* _Exercise aim_: Your answer should be an exact copy of the listing.

* _Data supplied_:
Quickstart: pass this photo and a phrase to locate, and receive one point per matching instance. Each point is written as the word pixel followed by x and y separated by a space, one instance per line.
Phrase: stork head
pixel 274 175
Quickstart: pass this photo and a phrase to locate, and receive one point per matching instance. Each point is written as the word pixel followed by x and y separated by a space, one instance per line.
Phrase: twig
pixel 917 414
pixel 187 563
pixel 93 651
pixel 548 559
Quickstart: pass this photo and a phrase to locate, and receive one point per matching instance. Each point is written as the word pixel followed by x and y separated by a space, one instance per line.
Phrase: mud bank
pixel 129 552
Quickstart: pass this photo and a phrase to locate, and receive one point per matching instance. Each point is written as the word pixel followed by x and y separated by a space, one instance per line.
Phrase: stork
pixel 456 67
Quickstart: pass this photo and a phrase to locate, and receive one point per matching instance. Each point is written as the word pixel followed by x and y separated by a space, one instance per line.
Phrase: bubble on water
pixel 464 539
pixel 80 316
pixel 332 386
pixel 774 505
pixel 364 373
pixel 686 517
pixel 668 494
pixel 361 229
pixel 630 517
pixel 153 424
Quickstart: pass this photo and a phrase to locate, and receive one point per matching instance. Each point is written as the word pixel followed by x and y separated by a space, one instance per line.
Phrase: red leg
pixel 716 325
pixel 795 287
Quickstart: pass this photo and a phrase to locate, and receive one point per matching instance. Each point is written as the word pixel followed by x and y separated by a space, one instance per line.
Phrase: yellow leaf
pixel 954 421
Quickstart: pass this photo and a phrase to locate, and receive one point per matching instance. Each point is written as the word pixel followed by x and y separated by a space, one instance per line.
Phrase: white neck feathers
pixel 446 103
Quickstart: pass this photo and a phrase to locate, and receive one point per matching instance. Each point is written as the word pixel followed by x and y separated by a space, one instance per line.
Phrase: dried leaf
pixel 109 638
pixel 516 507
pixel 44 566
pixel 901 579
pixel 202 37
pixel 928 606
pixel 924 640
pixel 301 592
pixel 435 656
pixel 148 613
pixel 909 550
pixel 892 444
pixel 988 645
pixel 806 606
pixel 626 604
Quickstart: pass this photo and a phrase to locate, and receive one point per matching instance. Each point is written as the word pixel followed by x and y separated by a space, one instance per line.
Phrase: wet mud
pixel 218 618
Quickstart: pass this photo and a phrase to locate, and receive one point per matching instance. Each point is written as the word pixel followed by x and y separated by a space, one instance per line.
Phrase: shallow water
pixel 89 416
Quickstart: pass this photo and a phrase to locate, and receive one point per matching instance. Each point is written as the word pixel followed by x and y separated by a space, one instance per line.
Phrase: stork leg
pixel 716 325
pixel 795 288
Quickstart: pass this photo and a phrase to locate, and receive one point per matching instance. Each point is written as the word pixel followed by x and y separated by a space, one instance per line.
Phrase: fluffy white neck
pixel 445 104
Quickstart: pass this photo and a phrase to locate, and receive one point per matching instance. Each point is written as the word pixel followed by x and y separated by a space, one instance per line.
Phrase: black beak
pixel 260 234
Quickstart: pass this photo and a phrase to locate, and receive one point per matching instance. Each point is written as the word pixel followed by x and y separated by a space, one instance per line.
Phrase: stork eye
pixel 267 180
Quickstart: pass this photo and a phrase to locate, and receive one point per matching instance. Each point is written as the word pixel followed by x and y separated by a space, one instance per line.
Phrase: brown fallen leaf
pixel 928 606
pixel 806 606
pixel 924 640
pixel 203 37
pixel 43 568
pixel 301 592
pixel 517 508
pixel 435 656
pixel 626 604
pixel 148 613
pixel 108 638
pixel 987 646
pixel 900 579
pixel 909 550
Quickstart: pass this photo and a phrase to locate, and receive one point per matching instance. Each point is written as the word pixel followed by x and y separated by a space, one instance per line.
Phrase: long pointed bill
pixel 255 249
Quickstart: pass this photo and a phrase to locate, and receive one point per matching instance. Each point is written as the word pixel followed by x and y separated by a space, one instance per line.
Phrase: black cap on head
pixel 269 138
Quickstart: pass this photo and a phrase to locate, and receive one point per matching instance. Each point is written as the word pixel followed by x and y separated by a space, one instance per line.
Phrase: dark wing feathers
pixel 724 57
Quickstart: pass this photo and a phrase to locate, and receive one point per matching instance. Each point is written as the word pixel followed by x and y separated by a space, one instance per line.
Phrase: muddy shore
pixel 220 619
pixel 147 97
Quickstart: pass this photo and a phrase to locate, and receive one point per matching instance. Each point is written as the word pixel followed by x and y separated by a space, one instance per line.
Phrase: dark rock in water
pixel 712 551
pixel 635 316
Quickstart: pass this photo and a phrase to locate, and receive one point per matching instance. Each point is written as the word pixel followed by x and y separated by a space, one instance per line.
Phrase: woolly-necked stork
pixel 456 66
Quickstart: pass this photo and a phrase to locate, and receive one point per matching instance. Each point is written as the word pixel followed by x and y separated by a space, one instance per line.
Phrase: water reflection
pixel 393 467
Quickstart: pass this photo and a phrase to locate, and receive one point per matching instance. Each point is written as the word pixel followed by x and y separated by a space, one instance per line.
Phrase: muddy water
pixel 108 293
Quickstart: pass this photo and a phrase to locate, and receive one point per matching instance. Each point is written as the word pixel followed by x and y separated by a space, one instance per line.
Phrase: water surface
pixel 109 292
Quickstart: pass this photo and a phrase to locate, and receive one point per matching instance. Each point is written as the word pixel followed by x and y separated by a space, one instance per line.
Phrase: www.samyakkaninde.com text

* _Expected output_:
Quickstart: pass this photo and a phrase to locate, and receive one point per matching instance. Each point is written as the word pixel followed by x and y separated by a space, one instance per line.
Phrase: stork head
pixel 274 175
Quickstart: pass this photo and a phrase to locate, and receive one point per matching instance. Each point is written as the word pixel followed by x and y separated by a space, one instance per line.
Phrase: twig
pixel 917 414
pixel 187 563
pixel 93 651
pixel 548 559
Quickstart: pass this photo and a phrase to locate, and receive one point per matching instance. Each point is written as the word pixel followed by x and y separated by a space, one instance per line.
Phrase: mud bank
pixel 129 552
Quickstart: pass this photo and a phrase to locate, and receive one point per matching instance. Each point is written as the word pixel followed by x and y separated by a space, one instance per line.
Phrase: stork
pixel 456 67
Quickstart: pass this photo and a phrase to locate, and receive one point per matching instance. Each point is written as the word pixel followed by x and y separated by a space, one instance per line.
Phrase: bubble on water
pixel 464 539
pixel 80 316
pixel 332 386
pixel 774 505
pixel 364 373
pixel 686 517
pixel 668 494
pixel 361 229
pixel 630 517
pixel 153 424
Quickstart: pass this photo and a phrase to locate, and receive one point per matching instance. Each point is written as the word pixel followed by x and y separated by a space, one instance per line.
Phrase: red leg
pixel 716 325
pixel 795 287
Quickstart: pass this photo and a phrase to locate, and receive one point per matching instance. Each point is written as the word pixel followed by x and y separated by a space, one instance per line.
Phrase: yellow leaf
pixel 954 421
Quickstart: pass this photo and a phrase to locate, and receive one point per matching instance. Each point is written as the word pixel followed by x and y separated by a space, one instance per line.
Phrase: white neck feathers
pixel 446 103
Quickstart: pass this photo and a phrase to locate, and receive one point per matching instance. Each point is written as the word pixel followed by x and y separated by a space, one instance per line.
Phrase: dried leaf
pixel 109 638
pixel 516 507
pixel 44 566
pixel 901 579
pixel 202 37
pixel 928 606
pixel 924 640
pixel 301 592
pixel 435 656
pixel 148 613
pixel 909 550
pixel 892 444
pixel 988 645
pixel 806 606
pixel 626 604
Quickstart: pass this photo and a phrase to locate, and receive one point per matching instance. Each point is written as the word pixel followed by x and y separated by a space, one instance per line.
Phrase: wet mud
pixel 218 618
Quickstart: pass this photo and a phrase to locate, and receive one point per matching instance. Each point is written as the word pixel followed by x and y separated by a space, one instance per line.
Phrase: shallow water
pixel 89 416
Quickstart: pass this photo and a phrase to locate, and receive one point per matching instance. Each point is written as the word pixel followed by x and y separated by a space, one instance per line.
Phrase: stork leg
pixel 716 325
pixel 795 288
Quickstart: pass this photo and a phrase to locate, and receive one point per matching instance. Each point is written as the word pixel followed by x and y separated by a space, one instance per line.
Phrase: fluffy white neck
pixel 445 104
Quickstart: pass this photo and a phrase to locate, and receive one point per matching instance. Each point is written as the word pixel followed by x and y separated by a space, one instance per line.
Phrase: black beak
pixel 260 234
Quickstart: pass this photo and a phrase to locate, and receive one point per matching instance. Each point is written as the word pixel followed by x and y separated by a space, one instance per line.
Phrase: stork eye
pixel 267 180
Quickstart: pass this photo and a phrase to locate, and receive one point per matching instance. Each point is written as the word pixel followed by x and y separated by a space, one instance per line.
Phrase: brown fallen leaf
pixel 928 606
pixel 806 606
pixel 924 640
pixel 203 37
pixel 43 568
pixel 301 592
pixel 517 508
pixel 435 656
pixel 626 604
pixel 148 613
pixel 108 638
pixel 987 646
pixel 900 579
pixel 909 550
Quickstart: pass this photo and a phrase to locate, and receive one point per matching instance. Each point is written as the word pixel followed by x and y separated by a space, one instance per line.
Phrase: long pointed bill
pixel 255 249
Quickstart: pass this photo and a phrase to locate, and receive one point per matching instance. Each point is written as the word pixel followed by x and y separated by a space, one instance per line.
Phrase: black cap on head
pixel 269 138
Quickstart: pass this photo and a phrase to locate, and receive one point per matching instance. Each point is written as the word pixel followed by x and y separated by a space, one instance per line.
Phrase: dark wing feathers
pixel 724 57
Quickstart: pass this photo and a phrase to locate, and receive one point per matching instance. Each point is written as the word pixel followed by x and y separated by a space, one instance per line.
Phrase: muddy shore
pixel 220 619
pixel 147 97
Quickstart: pass this photo and a phrase to locate, and receive one point per matching instance. Each point is written as the word pixel followed by x and y separated by a space, one instance per line.
Phrase: dark rock in water
pixel 712 551
pixel 635 316
Quickstart: pass this photo and a phrase to locate, and receive one point per matching instance. Each point is written as the word pixel followed by x and y separated by a space, one instance per line.
Phrase: woolly-necked stork
pixel 456 66
Quickstart: pass this photo and a phrase to locate, and receive one point per matching instance. Each point is written as the word pixel followed by x and y separated by a space, one instance per line.
Phrase: water reflection
pixel 393 467
Quickstart: pass this photo and a phrase to locate, and receive one point per matching instance. Each point is written as the word pixel followed by x and y separated by a space, one instance per line.
Phrase: muddy water
pixel 108 293
Quickstart: pass this photo and a phrase to locate, and receive one point per matching instance. Each point is written as the word pixel followed by x and y separated by a space, one instance per line.
Phrase: water surface
pixel 109 292
Quickstart: pass this photo and a phrase to locate, and receive one point per matching instance. Each point is written as the word pixel followed by x and y separated by a space, one instance per line.
Phrase: www.samyakkaninde.com text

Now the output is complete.